### DIRECTION
State only the number of lines in the records below that contain the string "sidewalk", treating uppercase and lowercase letters as distinct.

### EXTRACTED INFORMATION
#####
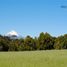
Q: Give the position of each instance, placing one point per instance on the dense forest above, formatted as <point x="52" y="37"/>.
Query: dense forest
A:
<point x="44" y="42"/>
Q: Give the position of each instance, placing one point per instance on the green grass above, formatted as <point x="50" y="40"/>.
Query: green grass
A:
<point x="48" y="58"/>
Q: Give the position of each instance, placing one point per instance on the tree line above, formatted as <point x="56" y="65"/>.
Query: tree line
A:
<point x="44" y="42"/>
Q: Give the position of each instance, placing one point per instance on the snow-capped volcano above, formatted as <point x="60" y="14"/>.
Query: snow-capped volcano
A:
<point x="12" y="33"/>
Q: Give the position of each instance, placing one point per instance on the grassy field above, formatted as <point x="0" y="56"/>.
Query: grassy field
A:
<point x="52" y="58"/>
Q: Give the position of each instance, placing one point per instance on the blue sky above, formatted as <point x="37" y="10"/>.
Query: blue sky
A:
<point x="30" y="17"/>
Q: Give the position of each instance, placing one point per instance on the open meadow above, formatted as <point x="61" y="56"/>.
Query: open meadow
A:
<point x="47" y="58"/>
#####
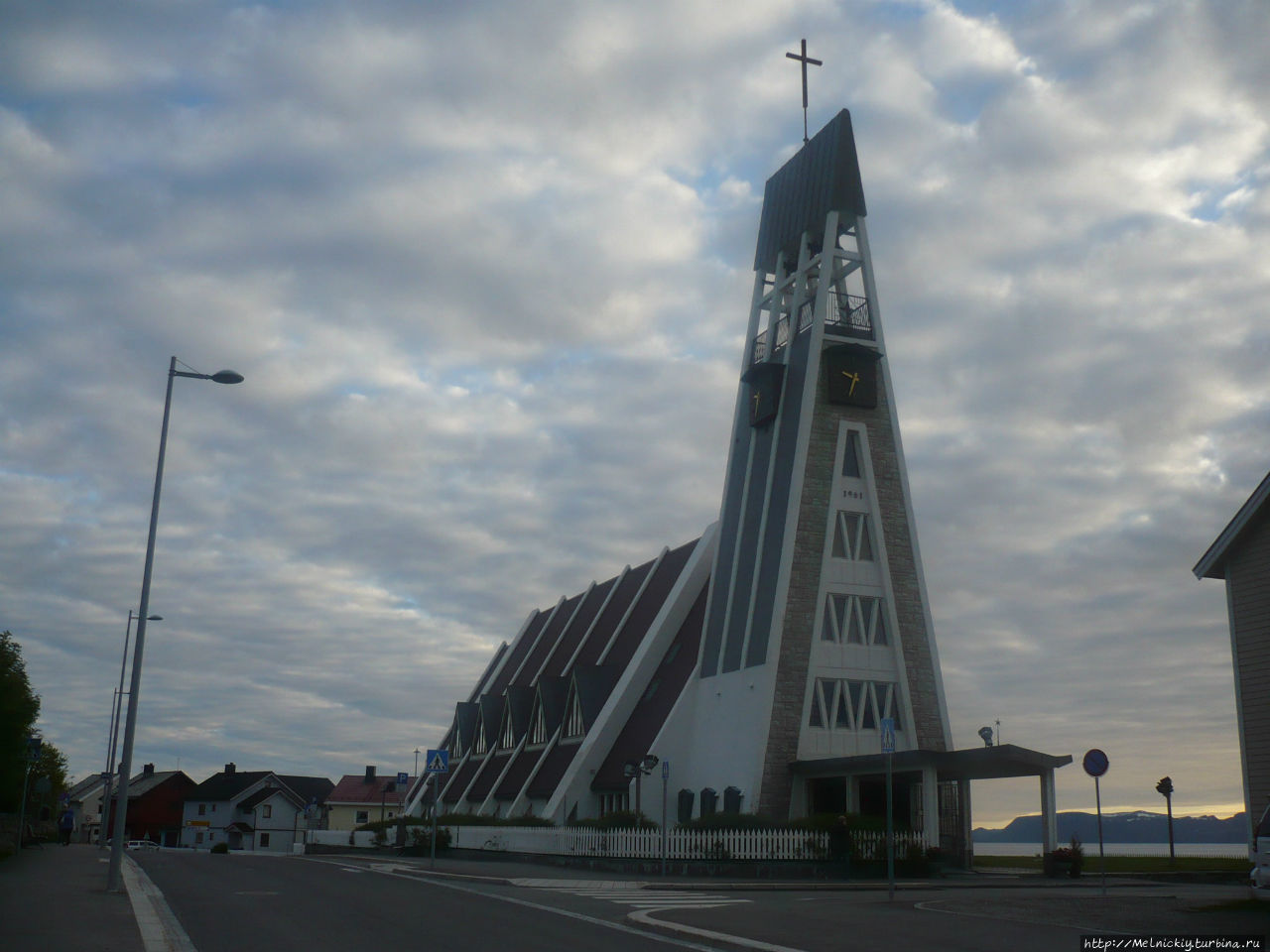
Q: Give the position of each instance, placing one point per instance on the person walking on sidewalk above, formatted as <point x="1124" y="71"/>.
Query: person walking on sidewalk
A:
#####
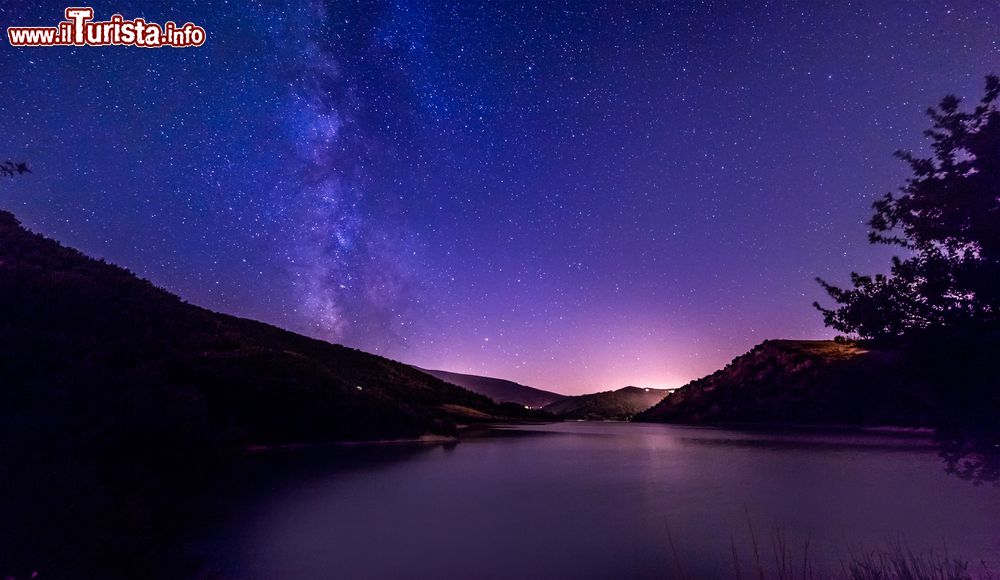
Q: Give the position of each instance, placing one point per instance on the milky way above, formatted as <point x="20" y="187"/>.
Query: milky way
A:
#####
### TASK SOLUTION
2